§ **What is expected**
Output only the lines below from the one containing "positive clicks: (555, 592)" to the one containing "positive clicks: (586, 544)", exactly as written, both ends kept.

Records below:

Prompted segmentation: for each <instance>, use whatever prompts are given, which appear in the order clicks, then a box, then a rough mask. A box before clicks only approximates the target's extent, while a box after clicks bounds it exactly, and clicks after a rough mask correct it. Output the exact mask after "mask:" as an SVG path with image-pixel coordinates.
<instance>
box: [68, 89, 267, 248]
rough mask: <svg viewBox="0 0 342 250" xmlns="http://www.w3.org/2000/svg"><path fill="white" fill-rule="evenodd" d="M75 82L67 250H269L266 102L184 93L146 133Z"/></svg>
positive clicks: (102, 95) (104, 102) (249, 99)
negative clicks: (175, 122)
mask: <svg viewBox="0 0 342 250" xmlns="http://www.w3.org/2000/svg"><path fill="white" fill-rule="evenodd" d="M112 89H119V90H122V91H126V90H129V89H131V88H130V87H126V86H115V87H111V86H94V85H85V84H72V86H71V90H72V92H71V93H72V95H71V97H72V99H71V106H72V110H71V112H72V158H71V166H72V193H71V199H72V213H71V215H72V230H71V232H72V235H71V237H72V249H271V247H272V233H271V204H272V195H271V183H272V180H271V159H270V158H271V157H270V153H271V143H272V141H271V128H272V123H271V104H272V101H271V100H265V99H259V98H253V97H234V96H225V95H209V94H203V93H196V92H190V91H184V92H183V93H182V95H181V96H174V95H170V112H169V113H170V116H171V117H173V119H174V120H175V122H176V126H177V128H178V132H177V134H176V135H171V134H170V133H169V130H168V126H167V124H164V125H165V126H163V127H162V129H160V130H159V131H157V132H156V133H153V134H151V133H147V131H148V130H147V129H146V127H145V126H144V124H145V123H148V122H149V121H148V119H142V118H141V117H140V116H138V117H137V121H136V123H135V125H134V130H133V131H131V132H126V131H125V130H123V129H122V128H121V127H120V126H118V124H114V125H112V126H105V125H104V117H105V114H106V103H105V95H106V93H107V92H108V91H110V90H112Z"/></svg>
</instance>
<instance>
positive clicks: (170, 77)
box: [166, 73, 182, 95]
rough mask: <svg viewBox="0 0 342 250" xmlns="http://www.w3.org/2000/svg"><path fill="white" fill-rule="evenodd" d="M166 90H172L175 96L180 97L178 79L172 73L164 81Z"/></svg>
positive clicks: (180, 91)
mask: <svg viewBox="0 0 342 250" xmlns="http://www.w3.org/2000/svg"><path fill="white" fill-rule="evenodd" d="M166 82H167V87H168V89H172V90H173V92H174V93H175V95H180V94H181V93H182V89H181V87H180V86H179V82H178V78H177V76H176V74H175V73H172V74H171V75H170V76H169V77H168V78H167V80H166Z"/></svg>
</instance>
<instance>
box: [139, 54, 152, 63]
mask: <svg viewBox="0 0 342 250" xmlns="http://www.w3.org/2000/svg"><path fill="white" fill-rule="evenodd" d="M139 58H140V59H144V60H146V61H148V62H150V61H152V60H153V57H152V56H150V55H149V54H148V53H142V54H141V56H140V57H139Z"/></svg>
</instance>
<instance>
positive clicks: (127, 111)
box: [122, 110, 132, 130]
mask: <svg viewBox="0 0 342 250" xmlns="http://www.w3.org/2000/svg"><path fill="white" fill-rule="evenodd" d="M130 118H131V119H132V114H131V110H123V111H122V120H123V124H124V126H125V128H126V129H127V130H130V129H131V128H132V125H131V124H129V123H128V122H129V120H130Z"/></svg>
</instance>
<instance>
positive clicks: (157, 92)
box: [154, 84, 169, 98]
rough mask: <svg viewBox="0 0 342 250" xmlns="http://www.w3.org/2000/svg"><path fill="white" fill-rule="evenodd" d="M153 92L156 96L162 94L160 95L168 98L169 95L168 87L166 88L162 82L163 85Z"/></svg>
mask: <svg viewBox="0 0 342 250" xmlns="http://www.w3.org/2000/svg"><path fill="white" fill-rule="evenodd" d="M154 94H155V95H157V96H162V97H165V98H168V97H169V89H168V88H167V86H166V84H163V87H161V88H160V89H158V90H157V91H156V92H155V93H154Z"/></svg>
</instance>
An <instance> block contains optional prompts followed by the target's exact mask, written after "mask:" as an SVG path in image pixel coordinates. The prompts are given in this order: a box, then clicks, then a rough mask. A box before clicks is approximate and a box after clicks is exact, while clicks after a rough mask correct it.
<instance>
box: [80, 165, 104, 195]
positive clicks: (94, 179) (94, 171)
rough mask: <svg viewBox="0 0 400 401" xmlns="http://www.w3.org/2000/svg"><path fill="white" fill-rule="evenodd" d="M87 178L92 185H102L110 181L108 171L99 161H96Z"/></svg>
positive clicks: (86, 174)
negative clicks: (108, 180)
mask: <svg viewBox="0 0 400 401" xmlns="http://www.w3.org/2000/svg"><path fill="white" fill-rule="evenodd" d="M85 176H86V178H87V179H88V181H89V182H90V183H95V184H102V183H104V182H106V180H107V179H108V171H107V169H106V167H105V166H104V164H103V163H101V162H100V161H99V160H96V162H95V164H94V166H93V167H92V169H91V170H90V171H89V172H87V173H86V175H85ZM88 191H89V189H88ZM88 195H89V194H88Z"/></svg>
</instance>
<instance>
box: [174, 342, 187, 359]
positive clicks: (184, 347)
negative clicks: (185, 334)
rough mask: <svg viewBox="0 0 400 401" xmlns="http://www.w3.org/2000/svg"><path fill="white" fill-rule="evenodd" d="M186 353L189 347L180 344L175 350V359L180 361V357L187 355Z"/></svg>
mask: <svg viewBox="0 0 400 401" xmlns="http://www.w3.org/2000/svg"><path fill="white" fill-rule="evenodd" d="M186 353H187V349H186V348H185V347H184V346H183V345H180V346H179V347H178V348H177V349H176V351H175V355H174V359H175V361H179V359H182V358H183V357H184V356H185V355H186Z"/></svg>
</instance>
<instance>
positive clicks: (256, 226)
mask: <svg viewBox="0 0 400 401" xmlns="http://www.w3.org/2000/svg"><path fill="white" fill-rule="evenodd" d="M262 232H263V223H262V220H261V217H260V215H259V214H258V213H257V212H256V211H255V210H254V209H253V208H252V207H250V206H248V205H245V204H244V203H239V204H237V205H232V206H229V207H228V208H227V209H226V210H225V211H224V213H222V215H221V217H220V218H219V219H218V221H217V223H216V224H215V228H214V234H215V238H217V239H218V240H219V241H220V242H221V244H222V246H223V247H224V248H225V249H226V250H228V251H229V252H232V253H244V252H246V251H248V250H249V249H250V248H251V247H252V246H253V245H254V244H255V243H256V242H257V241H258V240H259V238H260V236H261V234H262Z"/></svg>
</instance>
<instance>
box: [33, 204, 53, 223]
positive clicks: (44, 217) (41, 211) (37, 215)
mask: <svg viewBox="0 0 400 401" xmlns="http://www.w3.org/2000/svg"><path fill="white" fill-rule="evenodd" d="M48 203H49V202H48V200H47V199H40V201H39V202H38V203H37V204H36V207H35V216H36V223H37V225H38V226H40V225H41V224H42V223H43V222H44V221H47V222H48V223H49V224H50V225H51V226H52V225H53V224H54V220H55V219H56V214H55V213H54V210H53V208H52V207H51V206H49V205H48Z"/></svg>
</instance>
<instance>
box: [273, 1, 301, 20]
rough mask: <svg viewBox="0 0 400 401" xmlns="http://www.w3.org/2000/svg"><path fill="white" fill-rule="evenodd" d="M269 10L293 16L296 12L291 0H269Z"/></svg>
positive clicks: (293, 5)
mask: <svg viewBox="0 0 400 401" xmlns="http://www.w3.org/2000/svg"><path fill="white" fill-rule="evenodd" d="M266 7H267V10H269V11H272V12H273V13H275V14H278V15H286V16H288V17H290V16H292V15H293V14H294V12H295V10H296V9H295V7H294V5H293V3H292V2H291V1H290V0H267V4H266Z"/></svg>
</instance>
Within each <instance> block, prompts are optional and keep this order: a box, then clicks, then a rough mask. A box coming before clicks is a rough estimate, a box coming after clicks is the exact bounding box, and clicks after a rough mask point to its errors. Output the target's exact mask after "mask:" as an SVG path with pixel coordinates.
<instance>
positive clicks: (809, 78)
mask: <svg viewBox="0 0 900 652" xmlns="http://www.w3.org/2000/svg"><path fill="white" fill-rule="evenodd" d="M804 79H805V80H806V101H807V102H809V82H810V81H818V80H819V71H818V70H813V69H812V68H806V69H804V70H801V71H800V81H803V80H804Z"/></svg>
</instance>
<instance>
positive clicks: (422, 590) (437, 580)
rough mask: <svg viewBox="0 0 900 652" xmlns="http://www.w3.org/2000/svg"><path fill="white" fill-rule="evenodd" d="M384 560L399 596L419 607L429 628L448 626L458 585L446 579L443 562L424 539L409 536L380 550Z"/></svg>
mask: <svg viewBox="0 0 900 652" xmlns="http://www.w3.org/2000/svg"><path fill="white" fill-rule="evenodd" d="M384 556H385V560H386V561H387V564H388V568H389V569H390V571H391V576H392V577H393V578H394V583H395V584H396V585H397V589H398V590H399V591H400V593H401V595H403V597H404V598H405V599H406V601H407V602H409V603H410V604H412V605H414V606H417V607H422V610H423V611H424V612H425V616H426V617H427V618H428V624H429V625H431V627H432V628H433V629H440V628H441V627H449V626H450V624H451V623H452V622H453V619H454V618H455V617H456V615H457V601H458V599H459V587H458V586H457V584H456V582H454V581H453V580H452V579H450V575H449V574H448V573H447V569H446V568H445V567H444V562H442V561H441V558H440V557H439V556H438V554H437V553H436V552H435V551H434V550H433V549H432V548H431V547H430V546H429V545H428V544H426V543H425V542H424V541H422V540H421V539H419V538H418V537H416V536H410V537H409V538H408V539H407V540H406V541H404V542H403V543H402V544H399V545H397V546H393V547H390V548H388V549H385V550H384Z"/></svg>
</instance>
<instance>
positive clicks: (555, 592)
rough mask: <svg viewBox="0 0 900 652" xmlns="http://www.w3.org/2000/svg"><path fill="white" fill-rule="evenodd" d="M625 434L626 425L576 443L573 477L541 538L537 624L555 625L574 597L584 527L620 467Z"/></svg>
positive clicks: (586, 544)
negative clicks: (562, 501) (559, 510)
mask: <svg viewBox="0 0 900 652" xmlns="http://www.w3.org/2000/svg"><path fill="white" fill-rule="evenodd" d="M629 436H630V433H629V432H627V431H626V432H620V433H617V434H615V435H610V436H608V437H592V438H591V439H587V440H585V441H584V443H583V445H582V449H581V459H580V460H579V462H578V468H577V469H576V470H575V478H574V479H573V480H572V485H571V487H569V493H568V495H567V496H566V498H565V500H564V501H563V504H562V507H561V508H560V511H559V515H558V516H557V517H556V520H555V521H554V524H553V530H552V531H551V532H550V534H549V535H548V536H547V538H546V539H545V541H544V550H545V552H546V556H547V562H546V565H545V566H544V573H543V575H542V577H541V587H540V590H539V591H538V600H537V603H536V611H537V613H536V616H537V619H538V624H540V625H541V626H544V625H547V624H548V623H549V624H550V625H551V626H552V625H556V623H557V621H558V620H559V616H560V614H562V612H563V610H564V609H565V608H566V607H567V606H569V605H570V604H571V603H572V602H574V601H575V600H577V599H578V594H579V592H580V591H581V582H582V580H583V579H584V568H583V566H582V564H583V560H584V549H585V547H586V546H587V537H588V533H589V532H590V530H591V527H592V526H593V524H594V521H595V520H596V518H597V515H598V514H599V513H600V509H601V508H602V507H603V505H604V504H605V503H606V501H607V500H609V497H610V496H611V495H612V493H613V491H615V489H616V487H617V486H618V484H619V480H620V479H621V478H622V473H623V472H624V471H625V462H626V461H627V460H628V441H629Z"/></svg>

End of Records.

§ **Output for this task**
positive clicks: (555, 592)
rough mask: <svg viewBox="0 0 900 652" xmlns="http://www.w3.org/2000/svg"><path fill="white" fill-rule="evenodd" d="M625 434L626 425L576 443L573 477L541 538L537 624L555 625L574 597L584 527L620 467Z"/></svg>
positive clicks: (586, 544)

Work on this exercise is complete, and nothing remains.